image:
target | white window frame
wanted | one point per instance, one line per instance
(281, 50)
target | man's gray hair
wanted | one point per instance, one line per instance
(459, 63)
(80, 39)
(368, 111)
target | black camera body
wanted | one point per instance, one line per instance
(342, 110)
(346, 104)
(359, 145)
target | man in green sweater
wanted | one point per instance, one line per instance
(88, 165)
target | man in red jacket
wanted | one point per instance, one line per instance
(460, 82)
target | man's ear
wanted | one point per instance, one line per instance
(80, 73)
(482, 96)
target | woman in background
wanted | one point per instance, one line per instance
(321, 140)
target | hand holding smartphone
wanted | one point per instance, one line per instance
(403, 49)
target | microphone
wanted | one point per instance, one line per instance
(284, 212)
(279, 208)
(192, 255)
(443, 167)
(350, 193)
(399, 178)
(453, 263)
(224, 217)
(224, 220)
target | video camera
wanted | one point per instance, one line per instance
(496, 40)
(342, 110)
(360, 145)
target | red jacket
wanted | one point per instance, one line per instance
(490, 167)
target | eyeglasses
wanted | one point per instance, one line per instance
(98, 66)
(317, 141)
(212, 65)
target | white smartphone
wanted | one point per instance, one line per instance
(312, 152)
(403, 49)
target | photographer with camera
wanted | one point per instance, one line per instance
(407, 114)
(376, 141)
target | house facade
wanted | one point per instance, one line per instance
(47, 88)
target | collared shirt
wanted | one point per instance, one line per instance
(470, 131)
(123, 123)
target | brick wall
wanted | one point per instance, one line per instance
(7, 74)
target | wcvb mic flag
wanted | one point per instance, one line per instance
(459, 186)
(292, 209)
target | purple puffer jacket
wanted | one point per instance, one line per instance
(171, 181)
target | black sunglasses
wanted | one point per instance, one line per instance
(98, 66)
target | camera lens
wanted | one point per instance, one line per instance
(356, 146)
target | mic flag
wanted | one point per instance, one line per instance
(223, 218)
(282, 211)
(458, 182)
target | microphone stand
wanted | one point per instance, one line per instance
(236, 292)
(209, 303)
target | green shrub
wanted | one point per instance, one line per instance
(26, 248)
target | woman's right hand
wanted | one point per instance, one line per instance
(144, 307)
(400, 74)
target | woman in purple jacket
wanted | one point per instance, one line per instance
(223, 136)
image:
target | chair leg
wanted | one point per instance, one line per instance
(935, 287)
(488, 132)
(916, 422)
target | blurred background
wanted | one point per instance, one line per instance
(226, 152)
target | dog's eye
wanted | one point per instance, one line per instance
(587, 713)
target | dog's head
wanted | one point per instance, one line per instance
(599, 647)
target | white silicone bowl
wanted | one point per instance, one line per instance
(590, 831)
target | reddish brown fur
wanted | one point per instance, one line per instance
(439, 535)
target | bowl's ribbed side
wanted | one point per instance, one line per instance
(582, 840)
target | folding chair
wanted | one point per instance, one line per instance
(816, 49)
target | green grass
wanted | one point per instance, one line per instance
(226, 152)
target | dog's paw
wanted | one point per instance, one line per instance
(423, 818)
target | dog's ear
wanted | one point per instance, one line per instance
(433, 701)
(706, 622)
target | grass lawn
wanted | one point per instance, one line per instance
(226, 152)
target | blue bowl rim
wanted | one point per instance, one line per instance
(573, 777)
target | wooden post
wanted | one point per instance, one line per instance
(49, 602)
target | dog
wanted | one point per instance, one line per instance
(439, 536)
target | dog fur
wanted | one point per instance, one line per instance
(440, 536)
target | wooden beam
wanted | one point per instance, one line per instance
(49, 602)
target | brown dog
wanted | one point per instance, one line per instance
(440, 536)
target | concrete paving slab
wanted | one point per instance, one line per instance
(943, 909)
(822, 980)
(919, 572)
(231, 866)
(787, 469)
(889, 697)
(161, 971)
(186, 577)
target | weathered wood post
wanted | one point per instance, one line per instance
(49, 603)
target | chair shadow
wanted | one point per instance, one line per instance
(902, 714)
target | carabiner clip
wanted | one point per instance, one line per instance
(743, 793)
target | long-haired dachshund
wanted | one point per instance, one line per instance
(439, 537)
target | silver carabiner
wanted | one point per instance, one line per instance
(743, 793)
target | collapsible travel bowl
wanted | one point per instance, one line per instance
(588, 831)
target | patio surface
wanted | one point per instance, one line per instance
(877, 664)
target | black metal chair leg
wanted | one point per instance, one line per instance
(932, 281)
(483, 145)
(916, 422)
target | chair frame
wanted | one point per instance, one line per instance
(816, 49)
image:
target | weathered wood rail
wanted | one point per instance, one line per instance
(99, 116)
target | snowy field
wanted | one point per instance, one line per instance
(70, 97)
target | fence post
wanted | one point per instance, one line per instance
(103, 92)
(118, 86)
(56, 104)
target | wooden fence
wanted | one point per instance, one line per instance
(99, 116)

_ _ _

_Requirements_
Copy out the records from the line containing "target | fence post" through the final line of the records, both ends included, reproducing each line without any change.

_Answer to the task_
target | fence post
wanted | one point per instance, one line per instance
(103, 92)
(118, 86)
(56, 104)
target | wooden fence
wanted | one point per instance, one line per instance
(99, 116)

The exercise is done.